**WHAT YOU HAVE TO DO**
Can you rewrite everything in the listing below from the line with "Target: ocean water" down to the end of the listing, changing "protective goggles" to "safety goggles" and keeping all else the same? Omit the pictures.

•••••

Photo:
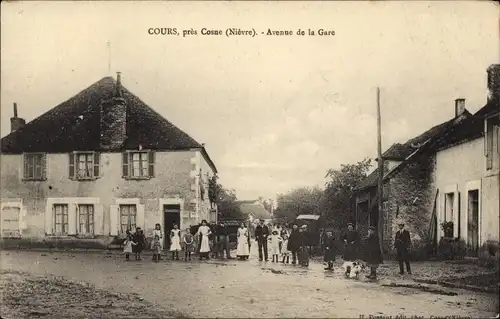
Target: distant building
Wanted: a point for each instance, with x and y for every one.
(98, 164)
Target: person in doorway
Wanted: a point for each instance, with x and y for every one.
(294, 243)
(261, 234)
(140, 241)
(351, 242)
(243, 249)
(188, 240)
(175, 242)
(402, 243)
(329, 250)
(371, 253)
(203, 233)
(157, 232)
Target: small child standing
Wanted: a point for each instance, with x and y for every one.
(284, 248)
(188, 240)
(156, 248)
(127, 245)
(275, 240)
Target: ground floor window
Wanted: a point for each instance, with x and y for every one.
(86, 219)
(61, 219)
(128, 217)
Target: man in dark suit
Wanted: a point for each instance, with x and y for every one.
(261, 234)
(402, 243)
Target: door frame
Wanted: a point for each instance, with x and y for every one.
(470, 186)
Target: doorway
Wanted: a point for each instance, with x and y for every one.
(171, 216)
(473, 223)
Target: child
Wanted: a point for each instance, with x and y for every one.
(329, 247)
(284, 250)
(156, 248)
(275, 240)
(188, 244)
(175, 239)
(127, 245)
(372, 253)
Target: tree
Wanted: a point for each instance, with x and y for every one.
(339, 189)
(303, 200)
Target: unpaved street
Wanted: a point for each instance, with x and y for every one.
(247, 289)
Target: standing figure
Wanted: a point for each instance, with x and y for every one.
(275, 241)
(203, 233)
(243, 249)
(402, 243)
(175, 242)
(188, 240)
(157, 232)
(351, 242)
(372, 254)
(284, 251)
(140, 243)
(329, 249)
(261, 234)
(294, 243)
(128, 244)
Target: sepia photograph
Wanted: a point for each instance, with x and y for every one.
(250, 159)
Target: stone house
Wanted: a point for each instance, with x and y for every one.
(413, 173)
(96, 165)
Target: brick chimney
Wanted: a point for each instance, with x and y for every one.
(114, 119)
(493, 82)
(459, 107)
(16, 122)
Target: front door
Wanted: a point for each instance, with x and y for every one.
(473, 223)
(171, 216)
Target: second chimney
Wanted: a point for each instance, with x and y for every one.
(16, 122)
(459, 107)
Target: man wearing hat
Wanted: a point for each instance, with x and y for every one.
(372, 254)
(261, 234)
(402, 243)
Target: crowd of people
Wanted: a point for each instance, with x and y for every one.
(280, 243)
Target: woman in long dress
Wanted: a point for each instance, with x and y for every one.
(157, 232)
(175, 246)
(204, 232)
(243, 250)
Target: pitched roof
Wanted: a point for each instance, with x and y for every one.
(255, 209)
(74, 125)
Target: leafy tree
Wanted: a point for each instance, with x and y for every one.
(336, 203)
(299, 201)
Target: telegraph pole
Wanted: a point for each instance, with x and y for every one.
(380, 190)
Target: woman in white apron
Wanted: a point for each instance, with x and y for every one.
(175, 246)
(157, 232)
(243, 251)
(204, 232)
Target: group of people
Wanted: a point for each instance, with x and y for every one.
(282, 241)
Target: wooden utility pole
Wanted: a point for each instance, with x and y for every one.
(380, 190)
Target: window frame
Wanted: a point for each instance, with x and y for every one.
(43, 166)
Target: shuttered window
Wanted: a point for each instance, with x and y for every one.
(138, 165)
(84, 165)
(34, 166)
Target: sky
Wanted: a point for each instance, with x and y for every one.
(275, 113)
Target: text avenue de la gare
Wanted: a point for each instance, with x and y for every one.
(229, 32)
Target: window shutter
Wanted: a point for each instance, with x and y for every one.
(125, 166)
(98, 219)
(49, 215)
(72, 165)
(113, 220)
(140, 216)
(97, 163)
(151, 155)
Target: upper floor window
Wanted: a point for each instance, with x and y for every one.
(84, 165)
(34, 166)
(138, 165)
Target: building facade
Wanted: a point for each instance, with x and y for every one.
(99, 164)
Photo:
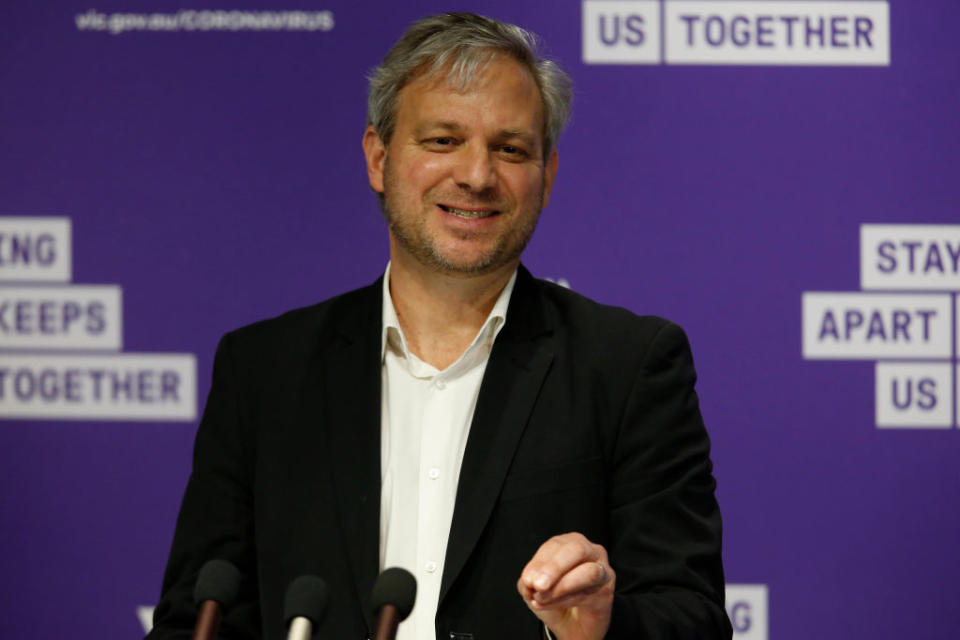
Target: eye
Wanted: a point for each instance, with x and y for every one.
(440, 143)
(513, 152)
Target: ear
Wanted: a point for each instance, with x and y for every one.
(376, 154)
(549, 173)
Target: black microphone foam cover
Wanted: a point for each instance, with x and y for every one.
(306, 597)
(219, 580)
(395, 586)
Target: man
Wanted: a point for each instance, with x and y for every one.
(536, 460)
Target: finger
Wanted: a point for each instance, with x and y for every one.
(584, 579)
(556, 557)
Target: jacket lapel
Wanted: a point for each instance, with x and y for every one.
(520, 359)
(348, 371)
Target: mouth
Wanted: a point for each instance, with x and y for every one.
(469, 214)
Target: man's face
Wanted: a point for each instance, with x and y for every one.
(463, 177)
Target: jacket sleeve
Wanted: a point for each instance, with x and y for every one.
(664, 518)
(216, 516)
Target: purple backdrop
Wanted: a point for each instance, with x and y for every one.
(217, 177)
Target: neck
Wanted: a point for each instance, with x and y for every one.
(441, 313)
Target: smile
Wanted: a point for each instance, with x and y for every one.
(468, 214)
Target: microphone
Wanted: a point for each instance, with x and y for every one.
(217, 586)
(304, 605)
(394, 593)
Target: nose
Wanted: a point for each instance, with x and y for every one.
(475, 170)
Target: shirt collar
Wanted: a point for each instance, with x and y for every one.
(391, 323)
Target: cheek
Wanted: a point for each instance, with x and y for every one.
(526, 185)
(426, 173)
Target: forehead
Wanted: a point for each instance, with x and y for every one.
(501, 94)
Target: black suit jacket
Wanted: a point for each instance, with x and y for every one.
(586, 421)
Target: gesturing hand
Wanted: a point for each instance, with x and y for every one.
(569, 585)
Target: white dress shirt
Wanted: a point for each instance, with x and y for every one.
(425, 419)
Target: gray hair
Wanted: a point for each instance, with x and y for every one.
(462, 44)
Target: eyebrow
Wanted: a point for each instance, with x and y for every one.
(453, 127)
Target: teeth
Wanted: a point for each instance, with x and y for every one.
(469, 215)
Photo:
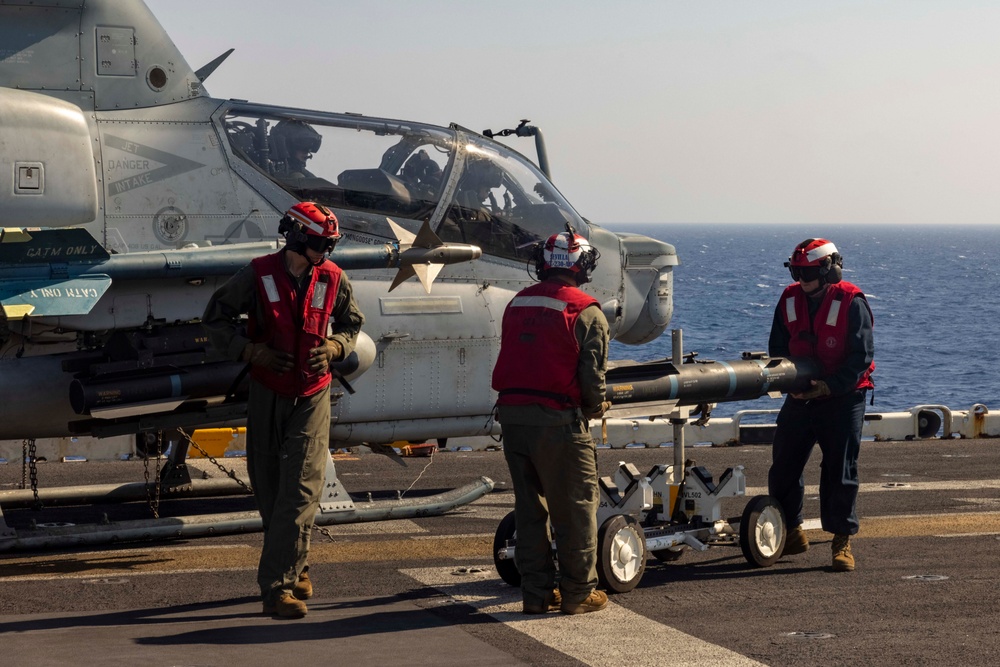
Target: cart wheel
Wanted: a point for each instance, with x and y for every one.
(762, 531)
(668, 555)
(507, 530)
(621, 553)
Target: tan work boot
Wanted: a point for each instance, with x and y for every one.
(286, 606)
(796, 542)
(303, 587)
(843, 560)
(596, 601)
(552, 602)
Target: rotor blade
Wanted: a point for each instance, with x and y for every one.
(205, 71)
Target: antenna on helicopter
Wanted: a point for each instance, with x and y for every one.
(525, 130)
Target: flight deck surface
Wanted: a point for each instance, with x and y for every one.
(424, 591)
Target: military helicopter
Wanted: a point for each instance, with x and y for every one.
(131, 194)
(108, 130)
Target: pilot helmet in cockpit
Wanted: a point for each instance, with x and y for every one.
(295, 142)
(481, 175)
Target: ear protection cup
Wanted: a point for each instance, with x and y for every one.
(832, 270)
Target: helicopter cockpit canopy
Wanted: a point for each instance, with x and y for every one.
(470, 188)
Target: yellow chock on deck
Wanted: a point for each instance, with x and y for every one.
(217, 441)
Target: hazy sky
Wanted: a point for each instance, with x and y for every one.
(661, 111)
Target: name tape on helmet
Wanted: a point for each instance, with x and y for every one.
(820, 252)
(305, 222)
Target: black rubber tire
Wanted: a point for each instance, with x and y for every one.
(621, 554)
(762, 531)
(507, 530)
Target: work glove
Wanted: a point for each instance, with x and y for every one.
(817, 390)
(597, 412)
(321, 357)
(261, 354)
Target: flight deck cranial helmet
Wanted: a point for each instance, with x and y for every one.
(567, 251)
(816, 259)
(309, 225)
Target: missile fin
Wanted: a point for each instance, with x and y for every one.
(427, 273)
(404, 272)
(404, 236)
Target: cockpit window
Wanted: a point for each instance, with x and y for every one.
(367, 165)
(367, 169)
(504, 204)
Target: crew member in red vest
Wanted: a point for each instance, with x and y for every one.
(302, 317)
(828, 319)
(550, 380)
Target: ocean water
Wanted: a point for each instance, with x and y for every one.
(934, 293)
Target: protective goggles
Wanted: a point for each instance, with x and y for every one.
(804, 273)
(323, 244)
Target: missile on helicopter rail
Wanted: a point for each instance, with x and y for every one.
(65, 271)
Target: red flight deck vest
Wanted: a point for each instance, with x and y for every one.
(825, 336)
(291, 326)
(538, 347)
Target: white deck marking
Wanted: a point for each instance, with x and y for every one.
(609, 637)
(943, 485)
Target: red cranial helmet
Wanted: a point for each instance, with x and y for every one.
(567, 251)
(310, 225)
(816, 259)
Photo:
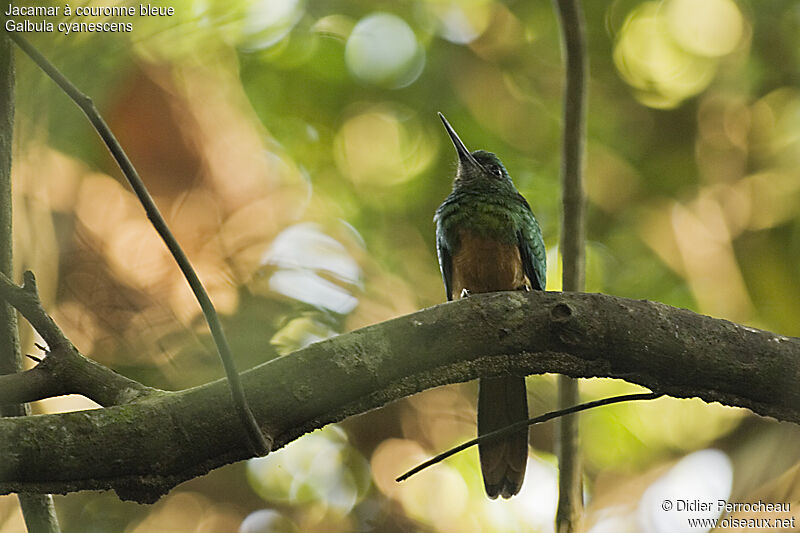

•••••

**THE SOLUTION**
Target: ocean water
Wanted: a point for each instance, with x and y for every one.
(934, 293)
Target: safety goggles
Wanted: a point for each instance, with x and y for every one.
(804, 273)
(323, 244)
Target: missile on helicopter rail
Wanted: a point for each instance, with x and y for every one.
(65, 271)
Target: red flight deck vest
Wanted: a point for each instance, with x and y for every one.
(825, 336)
(291, 326)
(538, 347)
Target: white deck marking
Wanted: a point for each instance, with x and y for every one.
(609, 637)
(943, 485)
Target: red cranial helmet
Wanted: a point for each instance, with x and y for every one.
(567, 251)
(310, 225)
(816, 259)
Photo:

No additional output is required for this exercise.